### MATERIAL SHOWN

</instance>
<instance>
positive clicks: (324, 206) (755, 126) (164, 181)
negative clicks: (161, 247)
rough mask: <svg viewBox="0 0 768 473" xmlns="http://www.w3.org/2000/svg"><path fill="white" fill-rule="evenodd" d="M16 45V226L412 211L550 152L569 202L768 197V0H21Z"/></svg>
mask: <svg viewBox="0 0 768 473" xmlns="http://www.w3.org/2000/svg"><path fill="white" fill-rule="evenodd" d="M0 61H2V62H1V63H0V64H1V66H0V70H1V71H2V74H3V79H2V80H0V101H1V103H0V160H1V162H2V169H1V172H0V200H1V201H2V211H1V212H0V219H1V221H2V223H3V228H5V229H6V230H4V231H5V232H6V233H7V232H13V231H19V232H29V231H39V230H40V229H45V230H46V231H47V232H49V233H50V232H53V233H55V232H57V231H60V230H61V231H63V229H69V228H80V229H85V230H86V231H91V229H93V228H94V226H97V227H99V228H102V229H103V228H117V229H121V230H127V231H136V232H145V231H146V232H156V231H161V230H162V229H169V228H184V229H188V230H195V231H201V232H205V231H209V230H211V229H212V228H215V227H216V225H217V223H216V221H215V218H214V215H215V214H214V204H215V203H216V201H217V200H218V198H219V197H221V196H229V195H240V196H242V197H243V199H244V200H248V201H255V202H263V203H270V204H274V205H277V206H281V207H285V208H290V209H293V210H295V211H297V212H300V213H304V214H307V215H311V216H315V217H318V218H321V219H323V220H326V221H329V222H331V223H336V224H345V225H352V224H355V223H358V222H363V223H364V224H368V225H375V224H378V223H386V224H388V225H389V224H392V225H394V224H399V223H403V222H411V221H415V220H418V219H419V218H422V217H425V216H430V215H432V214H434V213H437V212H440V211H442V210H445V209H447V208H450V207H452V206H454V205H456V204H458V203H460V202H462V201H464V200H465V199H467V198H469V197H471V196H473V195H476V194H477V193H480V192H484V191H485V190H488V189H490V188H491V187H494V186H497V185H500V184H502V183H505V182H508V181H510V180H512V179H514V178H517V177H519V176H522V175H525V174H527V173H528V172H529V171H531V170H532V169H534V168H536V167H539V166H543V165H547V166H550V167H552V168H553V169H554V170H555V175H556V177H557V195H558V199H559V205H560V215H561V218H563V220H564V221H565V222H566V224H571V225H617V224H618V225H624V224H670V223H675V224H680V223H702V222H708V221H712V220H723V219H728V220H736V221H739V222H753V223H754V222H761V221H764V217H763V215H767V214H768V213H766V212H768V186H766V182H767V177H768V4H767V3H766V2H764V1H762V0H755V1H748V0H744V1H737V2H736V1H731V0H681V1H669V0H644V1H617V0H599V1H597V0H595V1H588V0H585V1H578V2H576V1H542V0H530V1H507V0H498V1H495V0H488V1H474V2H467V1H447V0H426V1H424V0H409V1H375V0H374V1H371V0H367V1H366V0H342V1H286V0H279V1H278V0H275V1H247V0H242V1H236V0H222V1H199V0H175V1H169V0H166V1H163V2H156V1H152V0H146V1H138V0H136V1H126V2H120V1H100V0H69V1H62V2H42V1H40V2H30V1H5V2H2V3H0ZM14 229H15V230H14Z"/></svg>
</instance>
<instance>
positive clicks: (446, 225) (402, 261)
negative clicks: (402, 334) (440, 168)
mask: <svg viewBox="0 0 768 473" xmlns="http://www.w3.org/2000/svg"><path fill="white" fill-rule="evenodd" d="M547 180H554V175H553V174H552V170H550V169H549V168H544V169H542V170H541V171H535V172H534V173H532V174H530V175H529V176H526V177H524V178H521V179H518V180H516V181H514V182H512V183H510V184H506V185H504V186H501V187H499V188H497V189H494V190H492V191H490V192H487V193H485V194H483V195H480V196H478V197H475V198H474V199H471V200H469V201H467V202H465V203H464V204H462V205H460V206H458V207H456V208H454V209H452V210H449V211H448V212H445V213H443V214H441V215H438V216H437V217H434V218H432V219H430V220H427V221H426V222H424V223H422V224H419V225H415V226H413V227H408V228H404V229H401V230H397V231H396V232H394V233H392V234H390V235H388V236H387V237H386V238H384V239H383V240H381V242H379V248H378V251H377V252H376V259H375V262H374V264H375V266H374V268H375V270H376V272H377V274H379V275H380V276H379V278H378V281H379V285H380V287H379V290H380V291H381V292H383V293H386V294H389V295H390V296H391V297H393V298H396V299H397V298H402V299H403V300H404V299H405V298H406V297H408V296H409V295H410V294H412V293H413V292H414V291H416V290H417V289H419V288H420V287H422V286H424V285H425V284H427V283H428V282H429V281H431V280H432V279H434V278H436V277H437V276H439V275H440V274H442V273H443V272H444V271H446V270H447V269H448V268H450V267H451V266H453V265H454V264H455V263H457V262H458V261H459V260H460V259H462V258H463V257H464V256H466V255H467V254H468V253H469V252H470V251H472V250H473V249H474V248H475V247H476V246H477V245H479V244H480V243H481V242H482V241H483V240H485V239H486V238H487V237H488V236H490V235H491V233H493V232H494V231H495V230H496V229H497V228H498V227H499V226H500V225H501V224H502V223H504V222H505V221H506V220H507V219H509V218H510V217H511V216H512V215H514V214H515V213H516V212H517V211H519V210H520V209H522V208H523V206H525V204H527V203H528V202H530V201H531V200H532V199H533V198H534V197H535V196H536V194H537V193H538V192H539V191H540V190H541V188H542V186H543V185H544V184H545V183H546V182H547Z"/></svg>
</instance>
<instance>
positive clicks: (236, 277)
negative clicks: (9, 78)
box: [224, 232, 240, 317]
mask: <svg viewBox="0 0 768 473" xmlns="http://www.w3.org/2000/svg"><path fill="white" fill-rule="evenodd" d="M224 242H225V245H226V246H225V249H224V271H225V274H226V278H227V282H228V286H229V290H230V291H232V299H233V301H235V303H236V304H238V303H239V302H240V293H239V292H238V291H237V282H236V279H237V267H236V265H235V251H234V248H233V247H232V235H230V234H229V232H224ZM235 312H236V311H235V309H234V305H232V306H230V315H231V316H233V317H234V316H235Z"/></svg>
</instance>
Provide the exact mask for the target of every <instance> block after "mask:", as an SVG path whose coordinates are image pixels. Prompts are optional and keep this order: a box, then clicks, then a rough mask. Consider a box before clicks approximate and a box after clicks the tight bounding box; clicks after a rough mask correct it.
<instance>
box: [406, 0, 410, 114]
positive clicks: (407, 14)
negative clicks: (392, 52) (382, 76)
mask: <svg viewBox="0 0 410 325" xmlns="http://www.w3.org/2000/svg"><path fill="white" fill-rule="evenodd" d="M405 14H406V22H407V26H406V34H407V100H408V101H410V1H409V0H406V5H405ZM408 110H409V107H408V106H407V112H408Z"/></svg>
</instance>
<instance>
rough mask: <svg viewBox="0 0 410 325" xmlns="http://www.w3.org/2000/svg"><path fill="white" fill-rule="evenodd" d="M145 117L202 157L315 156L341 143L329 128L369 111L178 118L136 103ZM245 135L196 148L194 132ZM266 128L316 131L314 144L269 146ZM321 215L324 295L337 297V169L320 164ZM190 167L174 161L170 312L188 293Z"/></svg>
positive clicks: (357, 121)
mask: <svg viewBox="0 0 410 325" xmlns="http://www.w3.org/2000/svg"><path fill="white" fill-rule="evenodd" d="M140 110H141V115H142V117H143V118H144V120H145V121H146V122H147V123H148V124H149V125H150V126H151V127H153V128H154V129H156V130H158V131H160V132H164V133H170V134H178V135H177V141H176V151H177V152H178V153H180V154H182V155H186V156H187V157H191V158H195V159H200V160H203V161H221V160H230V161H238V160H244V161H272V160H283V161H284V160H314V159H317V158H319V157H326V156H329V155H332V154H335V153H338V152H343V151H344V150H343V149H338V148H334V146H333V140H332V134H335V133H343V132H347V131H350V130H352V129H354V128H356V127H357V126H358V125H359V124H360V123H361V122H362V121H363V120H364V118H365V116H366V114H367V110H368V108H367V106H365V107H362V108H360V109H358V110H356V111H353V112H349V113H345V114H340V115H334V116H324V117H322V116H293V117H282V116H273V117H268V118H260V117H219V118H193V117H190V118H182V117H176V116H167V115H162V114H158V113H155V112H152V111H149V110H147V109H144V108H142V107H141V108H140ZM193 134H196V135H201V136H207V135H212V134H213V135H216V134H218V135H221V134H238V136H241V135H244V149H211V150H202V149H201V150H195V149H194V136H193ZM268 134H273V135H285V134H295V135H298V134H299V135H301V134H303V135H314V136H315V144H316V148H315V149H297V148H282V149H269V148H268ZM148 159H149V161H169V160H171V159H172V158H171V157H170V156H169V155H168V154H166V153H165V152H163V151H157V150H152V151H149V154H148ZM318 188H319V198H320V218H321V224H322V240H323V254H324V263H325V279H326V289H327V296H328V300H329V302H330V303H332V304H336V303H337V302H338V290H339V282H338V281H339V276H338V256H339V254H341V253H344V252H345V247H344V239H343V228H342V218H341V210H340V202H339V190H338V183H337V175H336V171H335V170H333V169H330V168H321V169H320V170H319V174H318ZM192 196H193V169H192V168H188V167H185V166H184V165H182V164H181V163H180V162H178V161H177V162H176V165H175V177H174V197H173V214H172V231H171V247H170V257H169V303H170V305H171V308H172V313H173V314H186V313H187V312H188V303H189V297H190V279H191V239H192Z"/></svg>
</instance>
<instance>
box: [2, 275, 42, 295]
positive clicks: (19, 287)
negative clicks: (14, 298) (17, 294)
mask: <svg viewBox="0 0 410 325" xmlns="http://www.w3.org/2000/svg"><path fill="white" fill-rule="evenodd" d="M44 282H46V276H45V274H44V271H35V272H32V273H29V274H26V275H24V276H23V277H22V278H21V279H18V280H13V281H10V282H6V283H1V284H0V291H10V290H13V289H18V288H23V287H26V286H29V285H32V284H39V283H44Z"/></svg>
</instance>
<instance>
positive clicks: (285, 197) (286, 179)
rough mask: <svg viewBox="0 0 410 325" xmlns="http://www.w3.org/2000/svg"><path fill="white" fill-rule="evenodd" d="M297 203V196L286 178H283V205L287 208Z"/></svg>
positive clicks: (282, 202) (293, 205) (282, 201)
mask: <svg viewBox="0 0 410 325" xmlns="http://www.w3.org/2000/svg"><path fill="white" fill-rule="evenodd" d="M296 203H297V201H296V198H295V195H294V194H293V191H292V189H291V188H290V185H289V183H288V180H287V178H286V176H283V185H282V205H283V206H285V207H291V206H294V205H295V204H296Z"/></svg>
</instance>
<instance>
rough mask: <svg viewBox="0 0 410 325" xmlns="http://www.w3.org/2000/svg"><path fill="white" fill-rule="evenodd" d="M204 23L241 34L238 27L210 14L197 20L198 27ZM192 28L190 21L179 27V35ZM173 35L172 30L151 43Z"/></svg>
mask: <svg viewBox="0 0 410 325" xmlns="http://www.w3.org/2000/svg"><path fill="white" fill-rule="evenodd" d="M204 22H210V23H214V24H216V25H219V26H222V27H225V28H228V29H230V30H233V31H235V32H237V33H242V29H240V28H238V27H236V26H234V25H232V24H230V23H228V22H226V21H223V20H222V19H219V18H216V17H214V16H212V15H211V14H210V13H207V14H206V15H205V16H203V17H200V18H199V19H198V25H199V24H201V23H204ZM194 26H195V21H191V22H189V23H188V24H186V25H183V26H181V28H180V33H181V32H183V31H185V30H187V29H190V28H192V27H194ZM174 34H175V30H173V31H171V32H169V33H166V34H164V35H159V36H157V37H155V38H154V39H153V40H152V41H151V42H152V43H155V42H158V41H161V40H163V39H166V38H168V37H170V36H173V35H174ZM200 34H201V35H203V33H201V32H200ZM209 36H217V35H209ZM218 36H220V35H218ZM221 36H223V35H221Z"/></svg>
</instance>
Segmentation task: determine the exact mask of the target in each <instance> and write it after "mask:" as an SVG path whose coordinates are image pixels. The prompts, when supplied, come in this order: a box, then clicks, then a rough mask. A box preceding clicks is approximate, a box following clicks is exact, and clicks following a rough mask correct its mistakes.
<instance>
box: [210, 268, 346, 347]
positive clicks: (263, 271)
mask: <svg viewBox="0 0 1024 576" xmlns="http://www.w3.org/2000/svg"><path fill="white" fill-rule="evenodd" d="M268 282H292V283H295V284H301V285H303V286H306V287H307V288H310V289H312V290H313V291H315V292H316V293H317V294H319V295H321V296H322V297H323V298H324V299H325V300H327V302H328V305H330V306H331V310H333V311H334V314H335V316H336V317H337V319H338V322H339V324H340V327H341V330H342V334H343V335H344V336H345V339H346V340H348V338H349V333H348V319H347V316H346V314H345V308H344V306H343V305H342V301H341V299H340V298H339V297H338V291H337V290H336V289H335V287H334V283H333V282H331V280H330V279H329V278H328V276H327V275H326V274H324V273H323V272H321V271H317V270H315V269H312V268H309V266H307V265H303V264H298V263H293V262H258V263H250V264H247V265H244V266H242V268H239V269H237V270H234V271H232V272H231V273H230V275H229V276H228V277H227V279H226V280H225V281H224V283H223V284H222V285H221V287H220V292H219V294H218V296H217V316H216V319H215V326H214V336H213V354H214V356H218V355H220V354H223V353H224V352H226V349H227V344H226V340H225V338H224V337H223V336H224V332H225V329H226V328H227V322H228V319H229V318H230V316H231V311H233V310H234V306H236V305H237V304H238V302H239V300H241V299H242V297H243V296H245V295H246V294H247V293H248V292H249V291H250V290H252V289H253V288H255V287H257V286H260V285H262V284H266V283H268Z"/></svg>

### THE TASK
From the first line above through the line that contains "negative clicks: (161, 247)", quote each line exactly. Output nothing more.

### SOLVED EXERCISE
</instance>
<instance>
positive clicks: (324, 206) (755, 126) (164, 181)
negative clicks: (161, 247)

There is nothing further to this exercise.